-- What you are asked to do --
Rewrite the Foothill College text from "Foothill College has" up to and including "students in attendance.", changing every "roundtable" to "forum".

-- Document segment --
⟨
Foothill College’s main entrance. Attribution: Coolcaesar at the English Language Wikipedia.

Foothill College has continuously failed to acknowledge the ongoing genocide in Palestine. In response to the walkout organized by students on May 1st, President Whalen offered a roundtable to Muslim, Jewish, Palestinian, and Israeli students in order to give us an opportunity to discuss our grievances with the college. We hoped the intention was to truly listen and make positive changes for the students. This roundtable, held on May 14th, 2024, fell nothing short of unacceptable, and was frankly disrespectful to the students in attendance.

Walking into this roundtable, we were greeted with a list of “Community Agreements,” which attempted to shape this discussion in a productive manner, yet failed to do so. Throughout the entire conversation, President Whalen attempted to use the agreement “Try on process” to attempt to understand our ideas. She used a therapist-like voice, merely repeating our own ideas back to us and never internalizing them to form thoughtful responses. Additionally, her body language was lacking at best, as she faced away from students while they were speaking. Students also questioned Whalen about intimidation from law enforcement, to which she deflected that her boss was in charge of campus police. Yet, when students were intimidated during a poster making event, the campus police said they were sent by her orders. This lack of readiness and willingness to properly engage with students felt like a “slap in the face.” Failing to acknowledge a genocide affecting students on her own campus, all while calling on them to engage in a discussion where she was very disinterested, only reinforces the idea that the president’s office simply does not care to truly engage in the difficult conversations that involve facing one’s own failures, as unpleasant as it may be.

Unfortunately, the disrespect that occurred during the discussion did not stop there. One student brought up how systemic racism is prevalent in Foothill College, and, instead of thoughtfully acknowledging it and moving on, President Whalen decided to ELMO the discussion. For context, according to the community agreements provided by the administration, ELMO is an acronym for “Everyone, Let’s Move On.” They said it was to “encourage folks to share what they need to and not get trapped in circular conversations.” However, in this roundtable it was used to avoid uncomfortable conversations and accusations of systemic racism. One student said that “the term was disrespectful to us and the movement, as the genocide isn’t something that we can just ‘move on’ from.” I cannot help but agree and in turn question the thought process that went into the preparation of this conversation. To use a children’s television show character as an acronym for the purpose of asking students to table their opinions on a genocide is extremely disrespectful and dismissive, especially when the point of the roundtable was to discuss our feelings on the genocide. The genocide of 40,000 Palestinians is not something that can be tabled for a later date, especially when the Israeli invasion of Rafah just started on May 5th. This ELMO sentiment was again used against us when President Whalen abruptly ended the roundtable. This came after she was confronted by a student who was asking for her to take accountability. Shock and disgust are a disservice when describing the energy in the room after this. President Whalen refused to listen to students even if it was a difficult conversation.
⟩
-- Extracted information --
⟨
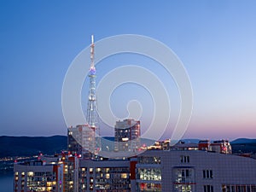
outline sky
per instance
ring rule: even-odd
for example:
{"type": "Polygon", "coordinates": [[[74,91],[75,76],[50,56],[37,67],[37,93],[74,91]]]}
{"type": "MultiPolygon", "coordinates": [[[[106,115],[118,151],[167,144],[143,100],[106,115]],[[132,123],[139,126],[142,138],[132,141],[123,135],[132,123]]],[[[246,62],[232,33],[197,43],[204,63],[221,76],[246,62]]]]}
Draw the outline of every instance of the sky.
{"type": "MultiPolygon", "coordinates": [[[[62,84],[72,61],[90,45],[90,35],[98,41],[138,34],[171,48],[189,76],[193,113],[184,138],[256,137],[255,1],[0,3],[1,136],[66,135],[62,84]]],[[[173,93],[170,125],[175,125],[177,88],[164,71],[158,70],[157,63],[131,54],[113,55],[102,62],[98,82],[109,70],[125,64],[139,63],[160,77],[167,91],[173,93]]],[[[84,65],[89,67],[90,58],[84,65]]],[[[84,113],[87,87],[88,79],[82,90],[84,113]]],[[[147,90],[128,84],[116,89],[112,97],[111,107],[120,119],[127,116],[130,100],[141,100],[145,113],[142,127],[148,126],[154,104],[147,90]]],[[[104,125],[101,129],[104,132],[104,125]]],[[[170,137],[170,131],[164,137],[170,137]]]]}

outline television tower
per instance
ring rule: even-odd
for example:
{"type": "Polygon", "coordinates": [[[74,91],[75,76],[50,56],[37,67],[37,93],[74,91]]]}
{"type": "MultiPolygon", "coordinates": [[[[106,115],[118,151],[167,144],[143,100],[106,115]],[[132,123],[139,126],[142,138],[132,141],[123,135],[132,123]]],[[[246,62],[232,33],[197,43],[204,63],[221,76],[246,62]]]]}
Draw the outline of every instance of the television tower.
{"type": "MultiPolygon", "coordinates": [[[[88,74],[90,79],[89,87],[89,96],[88,96],[88,104],[87,104],[87,114],[86,121],[88,126],[93,130],[94,134],[96,131],[98,136],[100,135],[100,130],[98,127],[98,113],[96,107],[96,67],[94,66],[94,38],[91,36],[91,44],[90,44],[90,67],[88,74]]],[[[100,143],[96,141],[95,138],[92,141],[95,143],[96,150],[100,150],[100,143]]]]}

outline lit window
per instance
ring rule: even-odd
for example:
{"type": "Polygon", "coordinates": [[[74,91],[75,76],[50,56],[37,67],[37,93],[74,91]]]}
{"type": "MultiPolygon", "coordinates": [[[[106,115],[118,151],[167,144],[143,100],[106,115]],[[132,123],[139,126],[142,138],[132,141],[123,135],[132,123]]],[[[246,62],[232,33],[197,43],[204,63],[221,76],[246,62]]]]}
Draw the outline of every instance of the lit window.
{"type": "Polygon", "coordinates": [[[181,163],[189,163],[190,162],[189,156],[181,155],[180,156],[180,162],[181,163]]]}
{"type": "Polygon", "coordinates": [[[204,192],[213,192],[212,185],[204,185],[204,192]]]}
{"type": "Polygon", "coordinates": [[[213,178],[212,170],[203,170],[203,178],[213,178]]]}
{"type": "Polygon", "coordinates": [[[109,177],[110,177],[109,173],[107,173],[106,174],[106,178],[109,178],[109,177]]]}
{"type": "Polygon", "coordinates": [[[122,173],[121,178],[127,178],[127,173],[122,173]]]}

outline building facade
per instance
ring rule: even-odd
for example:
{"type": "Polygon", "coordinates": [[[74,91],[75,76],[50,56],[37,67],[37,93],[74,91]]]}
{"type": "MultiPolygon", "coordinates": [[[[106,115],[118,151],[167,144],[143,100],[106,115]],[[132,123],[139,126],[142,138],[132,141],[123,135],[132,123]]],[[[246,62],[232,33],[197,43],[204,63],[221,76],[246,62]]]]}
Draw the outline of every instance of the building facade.
{"type": "Polygon", "coordinates": [[[200,150],[148,150],[137,159],[136,191],[256,191],[256,160],[252,158],[200,150]]]}

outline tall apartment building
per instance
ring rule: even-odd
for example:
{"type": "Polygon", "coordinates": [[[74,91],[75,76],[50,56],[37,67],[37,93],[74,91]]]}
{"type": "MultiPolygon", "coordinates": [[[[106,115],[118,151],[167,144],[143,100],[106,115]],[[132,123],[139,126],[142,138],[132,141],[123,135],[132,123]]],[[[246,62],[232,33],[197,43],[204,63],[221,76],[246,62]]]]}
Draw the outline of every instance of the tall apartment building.
{"type": "Polygon", "coordinates": [[[135,164],[130,160],[80,160],[79,191],[135,191],[135,164]]]}
{"type": "Polygon", "coordinates": [[[62,154],[15,164],[14,191],[78,192],[79,160],[62,154]]]}
{"type": "Polygon", "coordinates": [[[131,119],[117,121],[114,125],[114,150],[135,152],[140,146],[140,121],[131,119]]]}

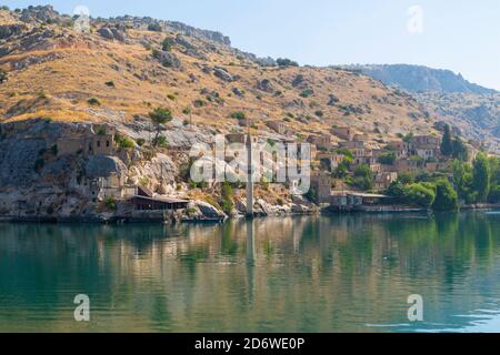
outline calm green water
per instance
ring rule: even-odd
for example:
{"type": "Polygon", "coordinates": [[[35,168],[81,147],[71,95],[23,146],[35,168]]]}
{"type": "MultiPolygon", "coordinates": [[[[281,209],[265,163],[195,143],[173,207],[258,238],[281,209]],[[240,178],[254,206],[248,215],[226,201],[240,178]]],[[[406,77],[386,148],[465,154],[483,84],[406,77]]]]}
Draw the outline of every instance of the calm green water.
{"type": "Polygon", "coordinates": [[[0,224],[0,331],[500,332],[499,232],[487,213],[0,224]]]}

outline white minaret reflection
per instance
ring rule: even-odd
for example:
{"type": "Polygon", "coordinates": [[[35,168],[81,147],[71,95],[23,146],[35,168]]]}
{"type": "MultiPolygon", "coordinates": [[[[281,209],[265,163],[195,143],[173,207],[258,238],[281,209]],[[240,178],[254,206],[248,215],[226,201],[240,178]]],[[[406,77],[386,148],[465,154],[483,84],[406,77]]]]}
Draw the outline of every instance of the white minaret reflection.
{"type": "Polygon", "coordinates": [[[247,135],[247,216],[253,216],[253,153],[252,136],[250,132],[247,135]]]}

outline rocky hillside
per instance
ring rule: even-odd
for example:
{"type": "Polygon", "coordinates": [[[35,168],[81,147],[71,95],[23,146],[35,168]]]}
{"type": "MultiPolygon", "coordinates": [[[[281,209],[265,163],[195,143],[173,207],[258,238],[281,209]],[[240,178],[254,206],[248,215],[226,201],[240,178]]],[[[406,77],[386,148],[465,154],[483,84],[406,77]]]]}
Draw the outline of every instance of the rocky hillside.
⟩
-- Result of the task --
Foothill College has continuously failed to acknowledge the ongoing genocide in Palestine. In response to the walkout organized by students on May 1st, President Whalen offered a forum to Muslim, Jewish, Palestinian, and Israeli students in order to give us an opportunity to discuss our grievances with the college. We hoped the intention was to truly listen and make positive changes for the students. This forum, held on May 14th, 2024, fell nothing short of unacceptable, and was frankly disrespectful to the students in attendance.